* **TEXT FOR ANALYSIS**:

English Deutsch Français Italiano Español Português 繁體中文 Bahasa Indonesia Tiếng Việt ภาษาไทย
All categories

A visit to Babylon will clarify the point.

2006-06-16 01:51:43 · 11 answers · asked by Anonymous in Society & Culture Religion & Spirituality

11 answers

I agree, but apparently most people have never read any of these texts that your talking about. When you bring it up they will answer with "all cultures had similar stories". I don't understand if they ever read the stories and saw that they are from what they call Pagan religions with multiply gods and how the same story is written in Genesis and is uncannily similar from the story plot, the sequence of events and even the language how they could deny that the bible was taken from them and changed to one god.

Science has clearly dated these documents and the bible and the other texts are clearly more ancient by many centuries. But apparently they are afraid that if they read them their belief system will be shattered and that thought may be unbearable to most people.

* **BRIEF A**: In the Q&A page about Genesis and older texts, what similarities does the answerer name between those older stories and the one in Genesis? List every one.
* **BRIEF B**: According to the Q&A page about Genesis and older texts, what do people reply when the answerer brings up those texts?
* **BRIEF C**: Write a continuation of the Q&A page about Genesis and older texts, starting after its final sentence.

* **RECORDED DATA**:
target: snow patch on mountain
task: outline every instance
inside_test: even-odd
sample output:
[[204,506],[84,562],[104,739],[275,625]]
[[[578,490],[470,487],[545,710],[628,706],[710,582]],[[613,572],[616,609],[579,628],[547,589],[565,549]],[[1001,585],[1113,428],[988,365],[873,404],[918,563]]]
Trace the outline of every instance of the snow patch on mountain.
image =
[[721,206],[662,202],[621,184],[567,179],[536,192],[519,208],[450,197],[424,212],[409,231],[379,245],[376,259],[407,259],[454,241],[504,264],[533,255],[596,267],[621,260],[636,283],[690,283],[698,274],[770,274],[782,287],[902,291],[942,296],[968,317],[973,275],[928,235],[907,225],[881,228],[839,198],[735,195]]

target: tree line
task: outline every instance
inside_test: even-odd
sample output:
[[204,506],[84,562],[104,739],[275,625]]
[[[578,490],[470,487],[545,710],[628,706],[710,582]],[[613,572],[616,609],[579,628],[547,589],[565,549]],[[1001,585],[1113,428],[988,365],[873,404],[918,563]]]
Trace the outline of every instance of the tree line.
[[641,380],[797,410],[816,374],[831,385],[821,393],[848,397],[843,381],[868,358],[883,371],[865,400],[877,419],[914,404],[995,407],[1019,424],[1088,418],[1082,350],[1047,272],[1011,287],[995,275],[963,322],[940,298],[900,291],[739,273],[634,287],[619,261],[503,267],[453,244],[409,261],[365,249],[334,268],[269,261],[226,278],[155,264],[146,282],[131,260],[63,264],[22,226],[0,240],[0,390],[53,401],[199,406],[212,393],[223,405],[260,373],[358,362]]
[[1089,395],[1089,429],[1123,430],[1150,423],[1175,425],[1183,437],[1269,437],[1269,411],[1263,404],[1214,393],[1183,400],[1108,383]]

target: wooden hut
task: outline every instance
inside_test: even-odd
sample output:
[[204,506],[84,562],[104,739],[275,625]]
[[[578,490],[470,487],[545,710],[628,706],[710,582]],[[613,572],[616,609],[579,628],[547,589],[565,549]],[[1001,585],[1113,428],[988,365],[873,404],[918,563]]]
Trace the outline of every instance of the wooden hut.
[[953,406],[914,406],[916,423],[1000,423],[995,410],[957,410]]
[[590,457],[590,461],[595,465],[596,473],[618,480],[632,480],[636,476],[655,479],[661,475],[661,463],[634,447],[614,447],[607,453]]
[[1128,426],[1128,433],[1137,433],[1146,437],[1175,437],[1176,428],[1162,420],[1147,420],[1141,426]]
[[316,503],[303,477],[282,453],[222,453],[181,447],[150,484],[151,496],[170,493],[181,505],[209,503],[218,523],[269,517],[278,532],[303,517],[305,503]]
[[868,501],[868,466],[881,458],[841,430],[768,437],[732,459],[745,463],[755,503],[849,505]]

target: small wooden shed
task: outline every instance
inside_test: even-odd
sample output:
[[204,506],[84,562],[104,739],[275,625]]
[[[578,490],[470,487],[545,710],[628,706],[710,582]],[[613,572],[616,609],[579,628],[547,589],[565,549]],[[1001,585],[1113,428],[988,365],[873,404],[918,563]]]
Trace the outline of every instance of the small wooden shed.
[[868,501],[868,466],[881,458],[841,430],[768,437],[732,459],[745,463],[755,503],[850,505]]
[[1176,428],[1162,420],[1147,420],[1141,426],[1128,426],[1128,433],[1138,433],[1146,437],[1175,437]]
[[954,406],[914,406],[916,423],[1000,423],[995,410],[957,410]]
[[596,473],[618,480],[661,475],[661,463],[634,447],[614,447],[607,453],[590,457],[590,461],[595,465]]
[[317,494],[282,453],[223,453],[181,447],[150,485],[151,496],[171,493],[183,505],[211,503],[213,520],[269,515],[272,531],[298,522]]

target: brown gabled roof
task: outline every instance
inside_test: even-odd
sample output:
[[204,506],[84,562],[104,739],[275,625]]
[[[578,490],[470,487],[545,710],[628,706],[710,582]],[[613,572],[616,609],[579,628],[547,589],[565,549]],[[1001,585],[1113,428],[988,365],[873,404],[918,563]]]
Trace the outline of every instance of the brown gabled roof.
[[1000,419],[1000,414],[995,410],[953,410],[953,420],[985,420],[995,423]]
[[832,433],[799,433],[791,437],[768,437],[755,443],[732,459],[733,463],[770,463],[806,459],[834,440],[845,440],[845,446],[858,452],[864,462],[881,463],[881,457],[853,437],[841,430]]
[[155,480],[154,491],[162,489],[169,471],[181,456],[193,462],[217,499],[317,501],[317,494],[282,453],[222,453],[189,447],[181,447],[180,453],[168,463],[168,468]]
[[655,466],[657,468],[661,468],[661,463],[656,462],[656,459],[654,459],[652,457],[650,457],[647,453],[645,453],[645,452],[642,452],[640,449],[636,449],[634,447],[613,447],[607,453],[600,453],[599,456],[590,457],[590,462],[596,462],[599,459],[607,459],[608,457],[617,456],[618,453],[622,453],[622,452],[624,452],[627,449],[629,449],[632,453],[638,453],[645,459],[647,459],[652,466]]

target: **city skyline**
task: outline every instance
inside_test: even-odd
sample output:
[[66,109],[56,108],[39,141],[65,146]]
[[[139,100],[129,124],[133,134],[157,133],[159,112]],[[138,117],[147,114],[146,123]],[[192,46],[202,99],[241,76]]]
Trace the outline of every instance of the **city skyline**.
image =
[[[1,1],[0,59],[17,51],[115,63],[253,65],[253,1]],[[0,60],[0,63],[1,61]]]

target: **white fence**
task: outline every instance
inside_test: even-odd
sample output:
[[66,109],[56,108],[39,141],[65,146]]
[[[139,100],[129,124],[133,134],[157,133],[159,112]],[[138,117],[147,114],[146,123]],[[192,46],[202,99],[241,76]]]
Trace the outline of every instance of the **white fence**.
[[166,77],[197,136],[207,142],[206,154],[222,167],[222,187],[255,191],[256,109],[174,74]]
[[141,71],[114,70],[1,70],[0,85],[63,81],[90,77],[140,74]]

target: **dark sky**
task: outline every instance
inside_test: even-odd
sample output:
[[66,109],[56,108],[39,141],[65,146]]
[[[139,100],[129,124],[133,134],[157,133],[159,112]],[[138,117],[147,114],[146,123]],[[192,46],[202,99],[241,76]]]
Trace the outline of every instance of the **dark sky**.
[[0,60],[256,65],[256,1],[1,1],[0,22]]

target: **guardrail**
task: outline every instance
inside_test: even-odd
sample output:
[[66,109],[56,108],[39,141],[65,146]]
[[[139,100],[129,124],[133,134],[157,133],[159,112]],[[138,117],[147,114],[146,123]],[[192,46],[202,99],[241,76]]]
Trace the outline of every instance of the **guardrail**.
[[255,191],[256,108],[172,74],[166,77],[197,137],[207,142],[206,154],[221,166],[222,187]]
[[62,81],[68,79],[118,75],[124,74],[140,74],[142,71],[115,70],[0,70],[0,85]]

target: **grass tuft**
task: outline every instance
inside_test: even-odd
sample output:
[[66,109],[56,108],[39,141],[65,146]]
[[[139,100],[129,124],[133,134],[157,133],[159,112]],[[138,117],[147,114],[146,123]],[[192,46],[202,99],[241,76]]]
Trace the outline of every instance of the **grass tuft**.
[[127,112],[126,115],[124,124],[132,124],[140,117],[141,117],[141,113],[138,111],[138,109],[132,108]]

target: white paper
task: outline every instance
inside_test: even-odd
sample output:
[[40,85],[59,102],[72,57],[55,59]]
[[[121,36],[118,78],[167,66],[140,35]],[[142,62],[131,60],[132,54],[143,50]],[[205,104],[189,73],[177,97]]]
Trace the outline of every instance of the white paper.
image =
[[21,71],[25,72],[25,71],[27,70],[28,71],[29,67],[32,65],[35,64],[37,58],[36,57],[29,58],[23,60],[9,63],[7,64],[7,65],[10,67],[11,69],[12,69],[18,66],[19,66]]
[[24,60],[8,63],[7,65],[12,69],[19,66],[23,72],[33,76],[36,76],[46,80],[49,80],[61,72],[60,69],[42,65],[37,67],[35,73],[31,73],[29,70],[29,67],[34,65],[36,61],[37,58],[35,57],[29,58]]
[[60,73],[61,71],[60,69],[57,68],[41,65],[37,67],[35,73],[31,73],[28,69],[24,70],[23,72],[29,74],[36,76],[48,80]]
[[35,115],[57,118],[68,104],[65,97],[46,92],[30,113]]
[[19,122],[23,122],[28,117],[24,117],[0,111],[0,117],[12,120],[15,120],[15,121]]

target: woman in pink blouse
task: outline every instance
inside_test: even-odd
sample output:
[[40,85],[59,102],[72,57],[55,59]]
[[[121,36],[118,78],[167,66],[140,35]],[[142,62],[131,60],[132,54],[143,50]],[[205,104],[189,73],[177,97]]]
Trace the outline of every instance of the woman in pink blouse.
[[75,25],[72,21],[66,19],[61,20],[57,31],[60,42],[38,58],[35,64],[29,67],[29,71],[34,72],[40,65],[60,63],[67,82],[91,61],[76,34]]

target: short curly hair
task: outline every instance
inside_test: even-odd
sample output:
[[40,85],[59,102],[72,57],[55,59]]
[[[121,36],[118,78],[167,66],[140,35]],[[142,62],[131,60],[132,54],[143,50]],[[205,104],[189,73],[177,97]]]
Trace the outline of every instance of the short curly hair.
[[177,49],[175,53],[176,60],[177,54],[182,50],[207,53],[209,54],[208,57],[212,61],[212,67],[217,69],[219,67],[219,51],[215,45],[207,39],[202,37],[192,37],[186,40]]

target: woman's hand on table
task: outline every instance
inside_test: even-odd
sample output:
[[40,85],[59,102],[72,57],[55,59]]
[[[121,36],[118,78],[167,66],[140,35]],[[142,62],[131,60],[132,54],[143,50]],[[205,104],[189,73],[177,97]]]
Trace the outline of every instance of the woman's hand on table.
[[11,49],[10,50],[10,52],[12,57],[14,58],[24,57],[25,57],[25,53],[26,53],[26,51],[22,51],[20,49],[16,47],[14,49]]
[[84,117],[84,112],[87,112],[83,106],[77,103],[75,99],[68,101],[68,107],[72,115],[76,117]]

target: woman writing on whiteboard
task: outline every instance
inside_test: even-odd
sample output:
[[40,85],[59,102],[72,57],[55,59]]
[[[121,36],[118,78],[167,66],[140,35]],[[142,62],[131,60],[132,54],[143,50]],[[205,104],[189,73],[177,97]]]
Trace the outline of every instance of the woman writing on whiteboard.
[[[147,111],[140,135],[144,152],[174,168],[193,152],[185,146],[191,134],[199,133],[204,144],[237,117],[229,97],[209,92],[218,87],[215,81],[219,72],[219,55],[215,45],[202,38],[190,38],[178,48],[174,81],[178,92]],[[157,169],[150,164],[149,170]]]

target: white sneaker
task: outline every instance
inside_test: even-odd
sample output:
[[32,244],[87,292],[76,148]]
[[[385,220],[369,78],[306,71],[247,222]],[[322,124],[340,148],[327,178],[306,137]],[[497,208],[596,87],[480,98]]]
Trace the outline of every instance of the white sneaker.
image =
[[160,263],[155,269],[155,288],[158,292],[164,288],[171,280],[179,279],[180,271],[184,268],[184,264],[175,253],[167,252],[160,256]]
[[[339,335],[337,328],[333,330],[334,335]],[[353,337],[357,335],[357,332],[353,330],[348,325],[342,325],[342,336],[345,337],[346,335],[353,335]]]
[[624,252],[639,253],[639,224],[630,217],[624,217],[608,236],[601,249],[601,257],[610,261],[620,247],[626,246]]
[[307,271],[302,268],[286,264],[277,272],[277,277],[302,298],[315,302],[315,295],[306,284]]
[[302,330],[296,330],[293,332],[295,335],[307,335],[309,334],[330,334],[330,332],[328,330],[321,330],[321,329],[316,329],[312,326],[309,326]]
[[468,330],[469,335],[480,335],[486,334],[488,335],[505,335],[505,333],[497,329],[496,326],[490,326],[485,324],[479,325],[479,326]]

* **RESPONSE AREA A**:
the story plot
the sequence of events
the language

* **RESPONSE AREA B**: They say "all cultures had similar stories".

* **RESPONSE AREA C**:
2006-06-16 02:03:20 · answer #1 · answered by cj 4 · 1 0

I'll just stick with Genesis till I get the chance to visit Babylon.

2006-06-16 08:58:25 · answer #2 · answered by Anonymous · 0 0

Jesus only quoted the Genesis account ‘Just as it was in the days of Noah, so also will it be in the days of the Son of Man. People were eating, drinking, marrying and being given in marriage up to the day Noah entered the Ark. Then the Flood came and destroyed them all.’ (Luke 17:26–27) not the Gilgamesh Epic.http://www.answersingenesis.org/docs2004/0329gilgamesh.as p

2006-06-16 09:06:03 · answer #3 · answered by bbsobau 2 · 0 0

Some myths are common for whole humankind, i.e. deluge or imagination of the first sin. The myth of Deluge is older than the oldest book in Bible, it appears in Enuma Elish. But you can't say that Genesis is a copy!

2006-06-16 08:57:32 · answer #4 · answered by Lia Fail 1 · 0 0

I think you will find, if you do some moere research, that Genisis existed long befor any books were written. It was oral history first, ie stories known to the elders and passed down from one generation to the other.
Having said this, it would be nice to know what you discovered in Babylon.

2006-06-16 09:01:10 · answer #5 · answered by katwishi 2 · 0 0

Yep, and interestingly enough, there are over 600 copies of it throughout the world. No original, but 600 copies saying the exact same thing.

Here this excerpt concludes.